● **TASK INSTRUCTIONS**
Find every line below that contains the word "clear". Copy each of those lines.

● **Records from a data collection**
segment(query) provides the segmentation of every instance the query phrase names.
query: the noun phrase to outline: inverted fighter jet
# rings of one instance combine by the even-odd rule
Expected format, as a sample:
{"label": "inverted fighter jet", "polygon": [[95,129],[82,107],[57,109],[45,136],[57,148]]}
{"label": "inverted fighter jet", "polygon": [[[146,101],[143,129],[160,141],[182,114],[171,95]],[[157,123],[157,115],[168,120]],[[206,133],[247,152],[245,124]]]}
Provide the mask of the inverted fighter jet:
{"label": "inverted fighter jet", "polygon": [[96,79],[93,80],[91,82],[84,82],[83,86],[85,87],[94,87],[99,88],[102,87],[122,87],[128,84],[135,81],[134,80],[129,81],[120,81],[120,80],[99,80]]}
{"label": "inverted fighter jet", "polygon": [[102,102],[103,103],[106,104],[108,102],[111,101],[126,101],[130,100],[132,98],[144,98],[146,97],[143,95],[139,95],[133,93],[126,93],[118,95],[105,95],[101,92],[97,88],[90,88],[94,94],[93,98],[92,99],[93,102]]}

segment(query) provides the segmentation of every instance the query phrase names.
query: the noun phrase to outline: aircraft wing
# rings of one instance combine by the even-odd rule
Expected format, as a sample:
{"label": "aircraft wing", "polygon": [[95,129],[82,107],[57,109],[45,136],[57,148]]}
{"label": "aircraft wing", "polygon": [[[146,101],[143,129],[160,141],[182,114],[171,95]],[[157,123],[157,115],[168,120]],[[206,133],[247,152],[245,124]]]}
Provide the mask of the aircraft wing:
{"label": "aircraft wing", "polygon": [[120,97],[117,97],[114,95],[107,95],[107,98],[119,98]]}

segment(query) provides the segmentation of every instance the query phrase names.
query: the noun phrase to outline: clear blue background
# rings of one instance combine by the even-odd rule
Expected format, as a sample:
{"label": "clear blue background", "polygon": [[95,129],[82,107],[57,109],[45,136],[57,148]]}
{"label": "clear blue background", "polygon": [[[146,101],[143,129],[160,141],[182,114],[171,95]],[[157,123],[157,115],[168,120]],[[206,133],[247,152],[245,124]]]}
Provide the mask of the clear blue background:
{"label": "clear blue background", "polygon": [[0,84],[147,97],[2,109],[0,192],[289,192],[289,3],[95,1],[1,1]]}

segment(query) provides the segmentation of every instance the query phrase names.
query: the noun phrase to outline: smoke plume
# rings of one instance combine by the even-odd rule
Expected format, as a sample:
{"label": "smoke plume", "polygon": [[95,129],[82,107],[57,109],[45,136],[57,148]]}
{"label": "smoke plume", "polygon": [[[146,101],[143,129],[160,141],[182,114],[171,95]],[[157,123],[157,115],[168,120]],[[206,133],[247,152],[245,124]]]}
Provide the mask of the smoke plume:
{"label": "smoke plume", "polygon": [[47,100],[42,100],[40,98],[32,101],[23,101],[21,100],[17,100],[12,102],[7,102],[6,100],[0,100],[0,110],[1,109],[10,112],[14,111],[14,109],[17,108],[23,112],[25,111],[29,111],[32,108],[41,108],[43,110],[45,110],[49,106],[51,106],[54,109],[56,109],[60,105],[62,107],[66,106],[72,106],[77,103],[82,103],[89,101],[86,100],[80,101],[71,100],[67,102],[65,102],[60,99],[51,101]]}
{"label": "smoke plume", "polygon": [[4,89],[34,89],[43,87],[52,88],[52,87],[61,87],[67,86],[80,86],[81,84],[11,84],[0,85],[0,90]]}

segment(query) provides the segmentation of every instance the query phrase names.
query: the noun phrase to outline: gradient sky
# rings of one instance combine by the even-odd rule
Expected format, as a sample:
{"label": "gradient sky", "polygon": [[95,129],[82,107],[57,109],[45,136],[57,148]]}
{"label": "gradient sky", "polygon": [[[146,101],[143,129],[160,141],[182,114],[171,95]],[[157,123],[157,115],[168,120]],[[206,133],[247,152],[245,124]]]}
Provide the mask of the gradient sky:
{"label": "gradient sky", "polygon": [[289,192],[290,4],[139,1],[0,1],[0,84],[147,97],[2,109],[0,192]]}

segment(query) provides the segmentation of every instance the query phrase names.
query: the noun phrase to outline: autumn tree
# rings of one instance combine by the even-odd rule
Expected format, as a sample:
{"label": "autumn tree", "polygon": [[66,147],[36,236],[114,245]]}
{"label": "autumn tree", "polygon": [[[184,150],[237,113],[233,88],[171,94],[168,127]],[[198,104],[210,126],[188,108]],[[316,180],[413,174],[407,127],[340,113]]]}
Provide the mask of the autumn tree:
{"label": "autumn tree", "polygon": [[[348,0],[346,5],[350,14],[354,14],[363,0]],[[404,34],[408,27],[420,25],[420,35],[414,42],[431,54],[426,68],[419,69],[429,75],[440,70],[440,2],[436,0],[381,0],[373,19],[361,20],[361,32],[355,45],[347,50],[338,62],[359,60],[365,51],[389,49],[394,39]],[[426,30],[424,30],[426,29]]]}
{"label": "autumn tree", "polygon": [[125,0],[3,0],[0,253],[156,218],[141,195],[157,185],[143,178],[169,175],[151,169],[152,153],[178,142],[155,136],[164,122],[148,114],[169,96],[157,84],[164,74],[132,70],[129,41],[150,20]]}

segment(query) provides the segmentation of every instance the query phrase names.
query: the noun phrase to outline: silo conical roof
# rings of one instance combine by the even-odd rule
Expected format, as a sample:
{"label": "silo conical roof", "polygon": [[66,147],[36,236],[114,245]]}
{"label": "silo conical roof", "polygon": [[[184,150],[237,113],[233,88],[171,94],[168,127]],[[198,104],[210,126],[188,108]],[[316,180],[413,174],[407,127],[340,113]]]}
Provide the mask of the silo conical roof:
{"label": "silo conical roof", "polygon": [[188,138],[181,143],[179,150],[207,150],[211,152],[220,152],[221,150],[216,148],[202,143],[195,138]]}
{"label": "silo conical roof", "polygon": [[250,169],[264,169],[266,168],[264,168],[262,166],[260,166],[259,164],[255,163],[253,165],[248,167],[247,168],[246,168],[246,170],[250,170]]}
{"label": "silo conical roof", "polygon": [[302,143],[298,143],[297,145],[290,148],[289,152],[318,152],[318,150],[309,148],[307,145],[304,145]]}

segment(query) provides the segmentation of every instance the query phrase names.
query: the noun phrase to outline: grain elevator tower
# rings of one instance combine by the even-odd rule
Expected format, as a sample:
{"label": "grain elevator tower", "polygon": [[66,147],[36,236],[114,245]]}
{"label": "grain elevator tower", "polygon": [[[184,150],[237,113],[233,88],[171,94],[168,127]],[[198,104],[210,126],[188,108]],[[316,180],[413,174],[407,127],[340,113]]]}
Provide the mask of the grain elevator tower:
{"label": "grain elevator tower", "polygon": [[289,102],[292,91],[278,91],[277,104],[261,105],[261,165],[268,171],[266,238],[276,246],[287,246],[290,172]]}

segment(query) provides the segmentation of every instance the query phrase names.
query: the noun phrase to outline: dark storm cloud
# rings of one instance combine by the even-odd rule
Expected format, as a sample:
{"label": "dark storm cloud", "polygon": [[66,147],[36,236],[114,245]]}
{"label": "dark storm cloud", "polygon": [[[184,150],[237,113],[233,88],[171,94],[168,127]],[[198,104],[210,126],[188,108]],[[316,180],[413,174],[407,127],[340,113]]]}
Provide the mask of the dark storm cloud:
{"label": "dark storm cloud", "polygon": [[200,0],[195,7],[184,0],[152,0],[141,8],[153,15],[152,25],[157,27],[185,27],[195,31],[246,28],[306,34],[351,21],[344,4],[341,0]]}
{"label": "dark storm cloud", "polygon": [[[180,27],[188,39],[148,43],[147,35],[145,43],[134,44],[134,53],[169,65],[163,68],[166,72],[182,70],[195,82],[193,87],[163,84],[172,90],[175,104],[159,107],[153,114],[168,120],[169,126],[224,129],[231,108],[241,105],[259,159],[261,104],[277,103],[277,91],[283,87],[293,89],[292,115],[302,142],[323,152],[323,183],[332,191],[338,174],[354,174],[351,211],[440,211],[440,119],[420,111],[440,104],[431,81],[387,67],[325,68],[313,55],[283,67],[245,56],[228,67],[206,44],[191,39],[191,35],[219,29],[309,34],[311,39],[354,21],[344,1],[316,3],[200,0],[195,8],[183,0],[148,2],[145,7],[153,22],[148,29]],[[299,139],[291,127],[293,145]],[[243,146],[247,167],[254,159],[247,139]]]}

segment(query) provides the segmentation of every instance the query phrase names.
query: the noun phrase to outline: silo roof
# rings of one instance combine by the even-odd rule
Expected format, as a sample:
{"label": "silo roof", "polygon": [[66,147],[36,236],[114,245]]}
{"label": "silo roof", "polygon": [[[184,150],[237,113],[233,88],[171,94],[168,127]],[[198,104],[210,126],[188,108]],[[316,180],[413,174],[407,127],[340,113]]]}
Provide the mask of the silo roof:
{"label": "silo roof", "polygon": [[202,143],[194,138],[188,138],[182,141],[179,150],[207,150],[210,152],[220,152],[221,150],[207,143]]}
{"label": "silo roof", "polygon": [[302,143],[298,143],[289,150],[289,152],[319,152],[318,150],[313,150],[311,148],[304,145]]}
...
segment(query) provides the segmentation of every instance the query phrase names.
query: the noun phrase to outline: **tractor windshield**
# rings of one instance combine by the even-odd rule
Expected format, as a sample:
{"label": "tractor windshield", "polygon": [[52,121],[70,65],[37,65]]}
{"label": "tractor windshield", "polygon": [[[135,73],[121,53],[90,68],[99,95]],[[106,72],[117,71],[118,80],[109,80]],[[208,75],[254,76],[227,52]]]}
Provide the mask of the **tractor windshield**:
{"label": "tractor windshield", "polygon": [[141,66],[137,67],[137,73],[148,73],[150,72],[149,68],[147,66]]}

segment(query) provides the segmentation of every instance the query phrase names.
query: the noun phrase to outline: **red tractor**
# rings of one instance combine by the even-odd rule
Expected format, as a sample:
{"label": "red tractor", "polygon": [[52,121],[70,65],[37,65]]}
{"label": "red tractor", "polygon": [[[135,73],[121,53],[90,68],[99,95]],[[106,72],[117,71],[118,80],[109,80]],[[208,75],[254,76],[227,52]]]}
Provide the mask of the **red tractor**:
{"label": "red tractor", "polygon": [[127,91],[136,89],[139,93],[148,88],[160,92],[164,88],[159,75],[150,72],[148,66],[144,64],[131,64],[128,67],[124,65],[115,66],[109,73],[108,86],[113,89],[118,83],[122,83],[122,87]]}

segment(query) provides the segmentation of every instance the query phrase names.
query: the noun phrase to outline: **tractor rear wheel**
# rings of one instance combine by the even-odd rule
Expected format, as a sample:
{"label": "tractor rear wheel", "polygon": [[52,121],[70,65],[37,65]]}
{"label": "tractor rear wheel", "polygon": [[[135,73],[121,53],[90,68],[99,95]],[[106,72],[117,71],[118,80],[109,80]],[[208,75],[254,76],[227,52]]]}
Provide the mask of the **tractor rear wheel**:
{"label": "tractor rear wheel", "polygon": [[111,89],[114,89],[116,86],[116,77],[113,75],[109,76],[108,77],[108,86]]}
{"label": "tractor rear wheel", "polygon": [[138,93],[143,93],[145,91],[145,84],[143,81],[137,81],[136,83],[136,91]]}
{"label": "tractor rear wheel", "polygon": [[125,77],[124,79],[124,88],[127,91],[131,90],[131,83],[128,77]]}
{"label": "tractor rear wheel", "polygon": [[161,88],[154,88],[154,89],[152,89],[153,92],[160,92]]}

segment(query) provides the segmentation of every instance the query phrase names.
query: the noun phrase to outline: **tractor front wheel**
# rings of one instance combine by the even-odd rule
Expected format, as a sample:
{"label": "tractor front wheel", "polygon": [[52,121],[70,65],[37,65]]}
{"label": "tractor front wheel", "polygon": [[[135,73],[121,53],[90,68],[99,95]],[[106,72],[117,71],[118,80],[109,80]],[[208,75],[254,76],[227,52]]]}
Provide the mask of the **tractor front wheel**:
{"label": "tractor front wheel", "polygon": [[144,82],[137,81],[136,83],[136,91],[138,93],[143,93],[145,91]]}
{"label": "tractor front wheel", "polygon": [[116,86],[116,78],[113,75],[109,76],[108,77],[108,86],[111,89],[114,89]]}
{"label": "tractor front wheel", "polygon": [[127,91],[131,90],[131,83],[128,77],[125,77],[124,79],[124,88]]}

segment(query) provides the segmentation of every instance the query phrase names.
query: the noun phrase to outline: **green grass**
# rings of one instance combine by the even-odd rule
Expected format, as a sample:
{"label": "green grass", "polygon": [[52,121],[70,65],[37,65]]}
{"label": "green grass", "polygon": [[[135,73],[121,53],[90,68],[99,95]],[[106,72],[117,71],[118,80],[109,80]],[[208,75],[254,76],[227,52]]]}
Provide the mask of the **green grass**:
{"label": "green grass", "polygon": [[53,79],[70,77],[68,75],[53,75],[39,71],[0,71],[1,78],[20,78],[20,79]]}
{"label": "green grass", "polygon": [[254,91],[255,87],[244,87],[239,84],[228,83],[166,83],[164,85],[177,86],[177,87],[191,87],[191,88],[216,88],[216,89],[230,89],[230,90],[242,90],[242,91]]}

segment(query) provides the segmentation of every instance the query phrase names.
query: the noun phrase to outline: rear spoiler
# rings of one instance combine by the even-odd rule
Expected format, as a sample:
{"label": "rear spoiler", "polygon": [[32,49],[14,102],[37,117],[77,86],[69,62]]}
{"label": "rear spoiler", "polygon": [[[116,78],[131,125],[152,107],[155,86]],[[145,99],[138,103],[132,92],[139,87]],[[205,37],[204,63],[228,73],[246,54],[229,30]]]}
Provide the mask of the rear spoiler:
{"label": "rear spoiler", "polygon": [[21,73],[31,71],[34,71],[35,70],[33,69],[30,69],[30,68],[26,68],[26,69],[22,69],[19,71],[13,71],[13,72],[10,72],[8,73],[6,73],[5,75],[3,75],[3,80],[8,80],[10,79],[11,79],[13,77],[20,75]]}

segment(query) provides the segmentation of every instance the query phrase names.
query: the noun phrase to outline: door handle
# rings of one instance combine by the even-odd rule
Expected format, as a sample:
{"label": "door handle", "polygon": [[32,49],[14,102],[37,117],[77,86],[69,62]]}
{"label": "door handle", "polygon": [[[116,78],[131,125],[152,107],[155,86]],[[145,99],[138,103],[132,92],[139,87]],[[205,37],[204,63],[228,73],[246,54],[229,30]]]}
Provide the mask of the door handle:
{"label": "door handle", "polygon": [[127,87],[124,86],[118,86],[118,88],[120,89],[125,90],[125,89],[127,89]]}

● **EXPECTED ANSWER**
query: the noun phrase to outline: clear blue background
{"label": "clear blue background", "polygon": [[95,129],[82,107],[57,109],[45,136],[57,148]]}
{"label": "clear blue background", "polygon": [[[146,101],[143,129],[160,141],[182,114],[171,95]],[[157,123],[157,115],[168,120]],[[206,133],[247,152],[245,124]]]}
Provide the mask of the clear blue background:
{"label": "clear blue background", "polygon": [[0,84],[147,97],[2,109],[0,192],[289,192],[289,3],[95,1],[1,1]]}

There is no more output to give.